Sentenza Sentenza Cassazione Civile n. 42084 del 30/12/2021

Cassazione civile sez. I, 30/12/2021, (ud. 17/11/2021, dep. 30/12/2021), n.42084

LA CORTE SUPREMA DI CASSAZIONE

SEZIONE PRIMA CIVILE

Composta dagli Ill.mi Sigg.ri Magistrati:

Dott. CRISTIANO Magda – Presidente –

Dott. SCOTTI Umberto L. C. G. – Consigliere –

Dott. PAZZI Alberto – rel. Consigliere –

Dott. VELLA Paola – Consigliere –

Dott. CENNICOLA Aldo – Consigliere –

ha pronunciato la seguente:

ORDINANZA

sul ricorso n. 25602/2020 R.G. proposto da:

O.A., elettivamente domiciliato in Roma, piazza

Cavour, presso la Cancelleria della Corte di Cassazione,

rappresentato e difeso dall’Avvocato Felice Patruno giusta procura

speciale in calce al ricorso;

– ricorrente –

contro

Ministero dell’Interno, in persona del Ministro pro tempore,

domiciliato in Roma, via dei Portoghesi n. 12, presso l’Avvocatura

generale dello Stato, che lo rappresenta e difende ope legis;

– resistente-

avverso il decreto del Tribunale di Bari depositatol’11/7/2020;

udita la relazione della causa svolta nella camera di consiglio del

17/11/2021 dal cons. Pazzi Alberto.

----

▶ [Esercizio scritto 1] Riscrivi in forma di elenco puntato il paragrafo dell'ordinanza che inizia con "Ministero dell'Interno, in persona del Ministro", conservandone i dati principali.
▶ [Esercizio scritto 2] Restituisci dall'ordinanza il brano che parte dalle parole "avverso il decreto" e si chiude dopo le parole "cons. Pazzi Alberto.".
▶ [Esercizio scritto 3]
Rispondi alle domande seguenti basandoti sull'ordinanza:
(a) Chi presiede il collegio?
(b) Quale avvocato rappresenta e difende il ricorrente?
(c) In quale data si è svolta la camera di consiglio?
Le voci provengono da una fonte diversa dall'ordinanza.

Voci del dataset
----

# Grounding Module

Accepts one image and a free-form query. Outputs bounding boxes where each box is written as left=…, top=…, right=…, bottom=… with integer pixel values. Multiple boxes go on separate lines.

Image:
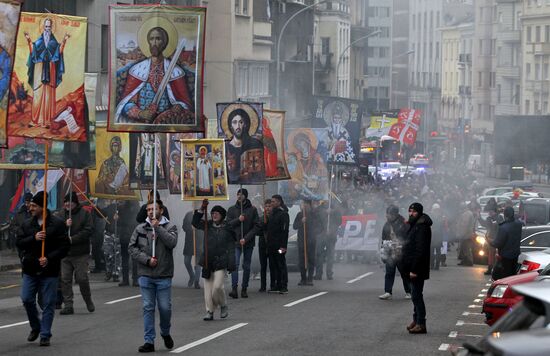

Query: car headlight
left=491, top=284, right=508, bottom=298
left=476, top=235, right=486, bottom=246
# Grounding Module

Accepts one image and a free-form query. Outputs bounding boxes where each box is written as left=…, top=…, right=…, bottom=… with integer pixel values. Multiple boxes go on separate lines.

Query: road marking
left=284, top=292, right=328, bottom=308
left=456, top=320, right=487, bottom=326
left=346, top=272, right=374, bottom=284
left=170, top=323, right=248, bottom=354
left=105, top=294, right=141, bottom=304
left=0, top=321, right=29, bottom=329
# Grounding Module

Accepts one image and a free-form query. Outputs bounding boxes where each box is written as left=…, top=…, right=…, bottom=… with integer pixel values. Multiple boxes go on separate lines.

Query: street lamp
left=336, top=30, right=382, bottom=96
left=275, top=0, right=329, bottom=106
left=376, top=50, right=414, bottom=111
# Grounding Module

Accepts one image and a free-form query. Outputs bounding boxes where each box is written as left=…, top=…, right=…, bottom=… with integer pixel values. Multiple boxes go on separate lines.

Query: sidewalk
left=0, top=248, right=21, bottom=272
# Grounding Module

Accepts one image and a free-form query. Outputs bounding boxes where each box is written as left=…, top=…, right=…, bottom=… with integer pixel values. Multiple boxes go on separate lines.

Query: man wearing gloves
left=128, top=200, right=178, bottom=352
left=227, top=188, right=261, bottom=299
left=193, top=199, right=240, bottom=321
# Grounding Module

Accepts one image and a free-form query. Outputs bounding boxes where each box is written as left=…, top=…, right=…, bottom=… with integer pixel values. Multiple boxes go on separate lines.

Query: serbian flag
left=388, top=109, right=422, bottom=146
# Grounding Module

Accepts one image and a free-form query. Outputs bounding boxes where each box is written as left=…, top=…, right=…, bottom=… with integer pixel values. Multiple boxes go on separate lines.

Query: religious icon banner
left=166, top=133, right=203, bottom=195
left=88, top=127, right=141, bottom=200
left=311, top=96, right=363, bottom=164
left=0, top=0, right=21, bottom=147
left=8, top=12, right=87, bottom=141
left=108, top=5, right=206, bottom=132
left=216, top=102, right=265, bottom=184
left=279, top=128, right=329, bottom=204
left=181, top=139, right=229, bottom=200
left=130, top=133, right=167, bottom=190
left=262, top=109, right=290, bottom=180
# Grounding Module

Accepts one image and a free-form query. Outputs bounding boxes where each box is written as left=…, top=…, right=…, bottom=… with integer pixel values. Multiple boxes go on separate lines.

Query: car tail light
left=519, top=260, right=540, bottom=274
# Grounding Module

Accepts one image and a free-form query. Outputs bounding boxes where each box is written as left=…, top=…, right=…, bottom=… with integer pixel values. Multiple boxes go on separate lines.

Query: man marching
left=128, top=200, right=178, bottom=352
left=17, top=192, right=70, bottom=346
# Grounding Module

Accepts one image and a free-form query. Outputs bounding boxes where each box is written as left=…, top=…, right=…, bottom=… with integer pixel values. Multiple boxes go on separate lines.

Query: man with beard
left=403, top=203, right=432, bottom=334
left=226, top=109, right=265, bottom=184
left=115, top=27, right=195, bottom=124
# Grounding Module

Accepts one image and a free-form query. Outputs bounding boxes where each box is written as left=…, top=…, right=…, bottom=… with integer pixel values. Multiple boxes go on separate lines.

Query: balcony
left=458, top=85, right=472, bottom=96
left=458, top=53, right=472, bottom=64
left=497, top=29, right=521, bottom=42
left=315, top=53, right=332, bottom=72
left=497, top=64, right=520, bottom=79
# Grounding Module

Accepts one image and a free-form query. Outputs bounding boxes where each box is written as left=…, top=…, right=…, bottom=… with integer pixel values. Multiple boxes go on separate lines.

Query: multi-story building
left=493, top=0, right=522, bottom=115
left=364, top=0, right=393, bottom=111
left=520, top=0, right=550, bottom=115
left=314, top=0, right=351, bottom=98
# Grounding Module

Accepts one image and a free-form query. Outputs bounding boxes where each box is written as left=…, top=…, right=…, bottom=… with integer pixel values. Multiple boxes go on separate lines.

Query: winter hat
left=409, top=203, right=424, bottom=214
left=386, top=204, right=399, bottom=215
left=237, top=188, right=248, bottom=199
left=31, top=190, right=48, bottom=206
left=210, top=205, right=227, bottom=220
left=504, top=206, right=514, bottom=220
left=63, top=192, right=78, bottom=205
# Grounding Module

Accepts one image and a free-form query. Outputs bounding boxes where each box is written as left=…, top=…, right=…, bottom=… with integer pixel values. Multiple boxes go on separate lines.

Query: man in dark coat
left=489, top=206, right=522, bottom=280
left=57, top=192, right=95, bottom=315
left=266, top=194, right=290, bottom=294
left=227, top=188, right=261, bottom=298
left=378, top=205, right=411, bottom=300
left=17, top=192, right=70, bottom=346
left=403, top=203, right=432, bottom=334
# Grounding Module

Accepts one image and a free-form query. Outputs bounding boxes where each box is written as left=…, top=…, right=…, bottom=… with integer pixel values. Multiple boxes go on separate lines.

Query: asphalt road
left=0, top=250, right=488, bottom=356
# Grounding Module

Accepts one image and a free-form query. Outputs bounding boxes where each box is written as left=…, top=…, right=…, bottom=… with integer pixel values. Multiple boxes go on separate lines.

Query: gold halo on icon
left=287, top=129, right=318, bottom=153
left=138, top=16, right=178, bottom=58
left=220, top=103, right=258, bottom=139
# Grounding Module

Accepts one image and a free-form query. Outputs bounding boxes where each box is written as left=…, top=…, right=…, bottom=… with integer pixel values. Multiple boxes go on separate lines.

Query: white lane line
left=170, top=323, right=248, bottom=354
left=105, top=294, right=141, bottom=304
left=346, top=272, right=374, bottom=284
left=284, top=292, right=328, bottom=308
left=456, top=320, right=487, bottom=326
left=0, top=321, right=29, bottom=329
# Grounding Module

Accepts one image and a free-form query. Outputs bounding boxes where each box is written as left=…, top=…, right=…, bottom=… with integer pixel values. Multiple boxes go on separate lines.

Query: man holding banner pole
left=17, top=191, right=70, bottom=346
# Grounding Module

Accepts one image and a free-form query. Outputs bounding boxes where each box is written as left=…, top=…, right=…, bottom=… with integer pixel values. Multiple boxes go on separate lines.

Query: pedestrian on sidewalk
left=266, top=194, right=290, bottom=294
left=56, top=192, right=95, bottom=315
left=128, top=200, right=178, bottom=352
left=378, top=205, right=411, bottom=300
left=17, top=191, right=70, bottom=346
left=227, top=188, right=261, bottom=299
left=193, top=199, right=237, bottom=321
left=403, top=203, right=432, bottom=334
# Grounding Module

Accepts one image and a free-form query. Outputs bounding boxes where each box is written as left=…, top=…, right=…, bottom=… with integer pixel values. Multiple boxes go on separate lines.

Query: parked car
left=458, top=278, right=550, bottom=356
left=482, top=187, right=514, bottom=195
left=520, top=225, right=550, bottom=252
left=518, top=249, right=550, bottom=274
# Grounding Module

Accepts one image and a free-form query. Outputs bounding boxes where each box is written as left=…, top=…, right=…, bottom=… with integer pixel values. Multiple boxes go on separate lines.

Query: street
left=0, top=251, right=488, bottom=355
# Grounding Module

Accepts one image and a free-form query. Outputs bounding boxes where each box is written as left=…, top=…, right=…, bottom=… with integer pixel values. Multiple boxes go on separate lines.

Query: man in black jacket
left=403, top=203, right=432, bottom=334
left=57, top=192, right=95, bottom=315
left=17, top=192, right=70, bottom=346
left=489, top=206, right=522, bottom=280
left=378, top=205, right=411, bottom=300
left=266, top=194, right=290, bottom=294
left=227, top=188, right=261, bottom=298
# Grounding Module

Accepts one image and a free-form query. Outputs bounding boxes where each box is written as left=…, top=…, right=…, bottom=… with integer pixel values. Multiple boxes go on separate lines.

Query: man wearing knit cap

----

▶ [Risposta completa 1]
- Parte: Ministero dell'Interno, in persona del Ministro pro tempore
- Domicilio: Roma, via dei Portoghesi n. 12, presso l'Avvocatura generale dello Stato
- Rappresentanza e difesa: Avvocatura generale dello Stato, ope legis

▶ [Risposta completa 2]
avverso il decreto del Tribunale di Bari depositatol’11/7/2020;

udita la relazione della causa svolta nella camera di consiglio del

17/11/2021 dal cons. Pazzi Alberto.

▶ [Risposta completa 3]
(a) La dott.ssa Magda Cristiano.
(b) L'avvocato Felice Patruno.
(c) Il 17/11/2021.